SELECTED EXTRACT:
┌──
You can convert lists in JSON to `key:value` pairs in the form of `index:item` by setting the `convert_lists` parameter to `True`.

In [27]:
# The following preprocesses JSON and converts lists into dictionaries with index:item as key:value pairs
texts = splitter.split_text(json_data=json_data, convert_lists=True)

In [28]:
# The list has been converted to a dictionary, and we'll check the result.
print(texts[2])

{"paths": {"/api/v1/sessions/{session_id}": {"get": {"parameters": {"2": {"name": "accept", "in": "header", "required": false, "schema": {"anyOf": {"0": {"type": "string"}, "1": {"type": "null"}}, "title": "Accept"}}}}}}}


You can check the document at a specific index in the `docs` list.

In [30]:
# Check the document at index 2.
print(docs[2])

page_content='{"paths": {"/api/v1/sessions/{session_id}": {"get": {"parameters": [{"name": "session_id", "in": "path", "required": true, "schema": {"type": "string", "format": "uuid", "title": "Session Id"}}, {"name": "include_stats", "in": "query", "required": false, "schema": {"type": "boolean", "default": false, "title": "Include Stats"}}, {"name": "accept", "in": "header", "required": false, "schema": {"anyOf": [{"type": "string"}, {"type": "null"}], "title": "Accept"}}]}}}}'
└──
DIRECTION: Retype the part of the JSON extract between "print(texts[2])" and "at index 2.", inclusive. The items that come next are separate material, apart from the JSON extract.

Pointing items:
┌──
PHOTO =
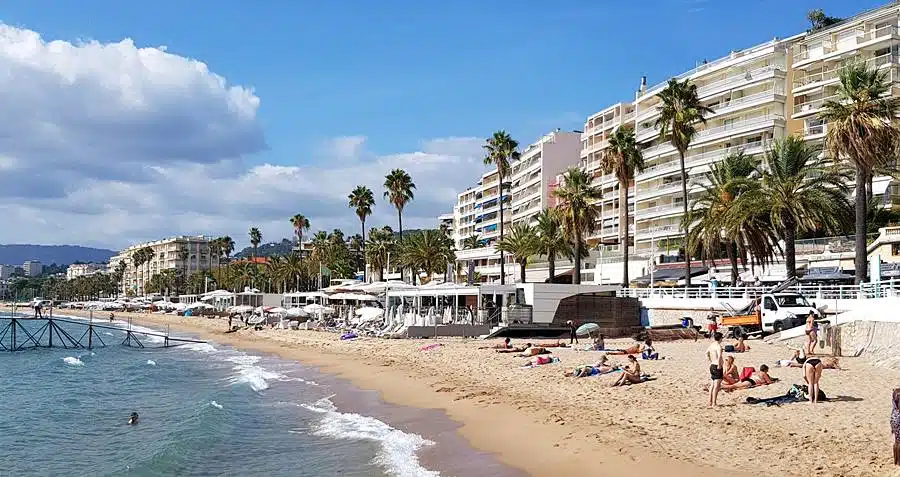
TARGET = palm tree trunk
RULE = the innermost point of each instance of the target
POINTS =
(732, 257)
(860, 261)
(576, 274)
(687, 255)
(551, 264)
(623, 231)
(502, 258)
(362, 246)
(790, 257)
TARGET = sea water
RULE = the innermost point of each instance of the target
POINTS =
(207, 409)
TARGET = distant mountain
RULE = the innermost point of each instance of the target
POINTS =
(47, 254)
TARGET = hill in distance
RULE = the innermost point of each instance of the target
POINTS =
(48, 254)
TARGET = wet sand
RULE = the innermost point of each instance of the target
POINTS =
(546, 424)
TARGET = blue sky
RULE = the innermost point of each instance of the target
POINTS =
(97, 133)
(398, 72)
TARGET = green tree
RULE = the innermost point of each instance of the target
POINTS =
(399, 192)
(362, 200)
(862, 129)
(680, 113)
(552, 241)
(802, 193)
(255, 239)
(579, 211)
(521, 243)
(500, 150)
(624, 159)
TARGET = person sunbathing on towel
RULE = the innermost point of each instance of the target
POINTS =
(602, 367)
(731, 375)
(505, 345)
(534, 351)
(517, 349)
(759, 378)
(631, 373)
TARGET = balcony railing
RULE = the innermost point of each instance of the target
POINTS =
(740, 78)
(814, 105)
(737, 125)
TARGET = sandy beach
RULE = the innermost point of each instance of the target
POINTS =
(546, 424)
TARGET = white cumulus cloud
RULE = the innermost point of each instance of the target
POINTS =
(110, 144)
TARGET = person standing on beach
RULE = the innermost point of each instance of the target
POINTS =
(573, 335)
(715, 355)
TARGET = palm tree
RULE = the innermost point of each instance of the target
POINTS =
(300, 223)
(399, 191)
(579, 211)
(521, 243)
(802, 193)
(680, 112)
(551, 239)
(500, 150)
(623, 158)
(719, 219)
(862, 129)
(255, 239)
(362, 200)
(471, 242)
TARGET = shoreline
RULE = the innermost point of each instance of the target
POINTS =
(544, 424)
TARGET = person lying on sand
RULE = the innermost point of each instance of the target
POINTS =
(505, 345)
(760, 378)
(731, 375)
(601, 367)
(631, 373)
(540, 360)
(534, 351)
(517, 349)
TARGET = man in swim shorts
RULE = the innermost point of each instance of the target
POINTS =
(715, 354)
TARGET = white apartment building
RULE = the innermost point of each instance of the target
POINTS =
(526, 193)
(33, 268)
(186, 254)
(84, 269)
(757, 95)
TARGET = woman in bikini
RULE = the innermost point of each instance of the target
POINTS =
(812, 373)
(731, 375)
(631, 374)
(812, 333)
(895, 425)
(759, 378)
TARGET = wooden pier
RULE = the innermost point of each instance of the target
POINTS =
(18, 333)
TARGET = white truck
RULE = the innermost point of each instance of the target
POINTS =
(770, 313)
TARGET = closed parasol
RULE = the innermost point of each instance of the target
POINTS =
(587, 329)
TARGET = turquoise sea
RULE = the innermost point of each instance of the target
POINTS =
(207, 409)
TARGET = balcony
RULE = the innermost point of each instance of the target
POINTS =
(833, 74)
(727, 129)
(811, 107)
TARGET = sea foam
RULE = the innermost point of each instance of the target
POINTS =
(249, 373)
(398, 449)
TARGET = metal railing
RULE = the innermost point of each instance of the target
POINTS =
(811, 292)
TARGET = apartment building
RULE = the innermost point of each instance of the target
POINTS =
(186, 254)
(526, 192)
(758, 94)
(84, 269)
(32, 268)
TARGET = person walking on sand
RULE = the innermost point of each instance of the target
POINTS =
(715, 355)
(895, 425)
(573, 335)
(812, 333)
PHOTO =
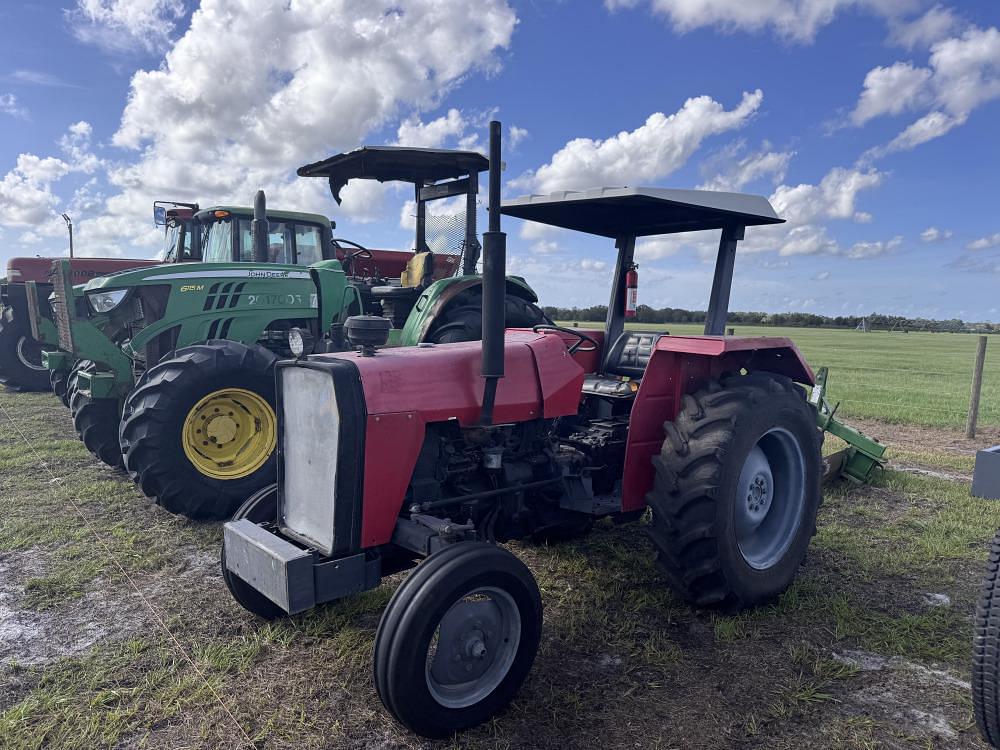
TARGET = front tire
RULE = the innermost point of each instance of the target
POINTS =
(261, 508)
(21, 357)
(199, 431)
(96, 422)
(986, 651)
(457, 639)
(736, 490)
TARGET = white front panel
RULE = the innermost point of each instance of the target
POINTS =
(311, 434)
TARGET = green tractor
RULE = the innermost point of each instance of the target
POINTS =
(175, 373)
(28, 285)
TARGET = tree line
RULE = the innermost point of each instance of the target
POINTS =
(872, 322)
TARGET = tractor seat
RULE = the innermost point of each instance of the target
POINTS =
(626, 365)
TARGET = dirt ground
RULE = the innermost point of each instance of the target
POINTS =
(117, 631)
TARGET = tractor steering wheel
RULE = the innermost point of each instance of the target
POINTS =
(361, 252)
(575, 346)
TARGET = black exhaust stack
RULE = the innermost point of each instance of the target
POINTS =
(494, 285)
(259, 228)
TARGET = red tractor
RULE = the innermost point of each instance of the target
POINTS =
(440, 452)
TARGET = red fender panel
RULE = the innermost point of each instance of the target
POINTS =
(683, 364)
(408, 387)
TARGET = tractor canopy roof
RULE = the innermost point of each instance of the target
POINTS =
(272, 214)
(639, 212)
(395, 164)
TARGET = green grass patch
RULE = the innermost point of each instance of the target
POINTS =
(918, 378)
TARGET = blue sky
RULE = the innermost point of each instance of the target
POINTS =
(871, 124)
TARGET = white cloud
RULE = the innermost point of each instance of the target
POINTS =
(589, 264)
(890, 90)
(874, 249)
(833, 198)
(649, 153)
(125, 25)
(933, 26)
(963, 73)
(985, 243)
(433, 134)
(39, 78)
(515, 136)
(933, 234)
(545, 247)
(9, 106)
(749, 169)
(794, 20)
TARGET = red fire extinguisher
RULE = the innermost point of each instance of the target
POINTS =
(631, 291)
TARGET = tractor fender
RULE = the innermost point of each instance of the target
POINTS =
(441, 294)
(680, 365)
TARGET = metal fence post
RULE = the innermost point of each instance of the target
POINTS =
(977, 387)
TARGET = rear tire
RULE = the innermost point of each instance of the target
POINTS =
(261, 507)
(58, 380)
(736, 490)
(158, 414)
(494, 636)
(463, 320)
(96, 422)
(21, 356)
(986, 651)
(72, 379)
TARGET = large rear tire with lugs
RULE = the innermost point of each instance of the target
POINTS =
(986, 651)
(96, 422)
(736, 490)
(20, 356)
(462, 320)
(199, 431)
(457, 639)
(260, 508)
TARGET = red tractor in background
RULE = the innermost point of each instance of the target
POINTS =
(440, 452)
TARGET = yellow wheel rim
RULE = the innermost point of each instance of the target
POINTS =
(230, 433)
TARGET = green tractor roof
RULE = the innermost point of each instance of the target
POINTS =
(245, 211)
(395, 164)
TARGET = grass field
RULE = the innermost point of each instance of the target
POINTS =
(116, 630)
(922, 378)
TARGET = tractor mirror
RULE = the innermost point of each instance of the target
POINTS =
(365, 332)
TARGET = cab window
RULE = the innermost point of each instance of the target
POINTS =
(279, 246)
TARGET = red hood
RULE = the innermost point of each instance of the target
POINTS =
(20, 270)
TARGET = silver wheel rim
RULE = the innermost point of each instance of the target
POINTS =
(473, 647)
(770, 499)
(22, 356)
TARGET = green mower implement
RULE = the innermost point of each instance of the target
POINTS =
(186, 356)
(28, 285)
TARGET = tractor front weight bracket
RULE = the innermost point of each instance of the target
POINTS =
(858, 461)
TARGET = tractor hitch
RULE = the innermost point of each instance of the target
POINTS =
(858, 461)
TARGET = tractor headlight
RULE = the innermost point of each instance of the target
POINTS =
└──
PROBLEM SOLUTION:
print(texts[2])

{"paths": {"/api/v1/sessions/{session_id}": {"get": {"parameters": {"2": {"name": "accept", "in": "header", "required": false, "schema": {"anyOf": {"0": {"type": "string"}, "1": {"type": "null"}}, "title": "Accept"}}}}}}}


You can check the document at a specific index in the `docs` list.

In [30]:
# Check the document at index 2.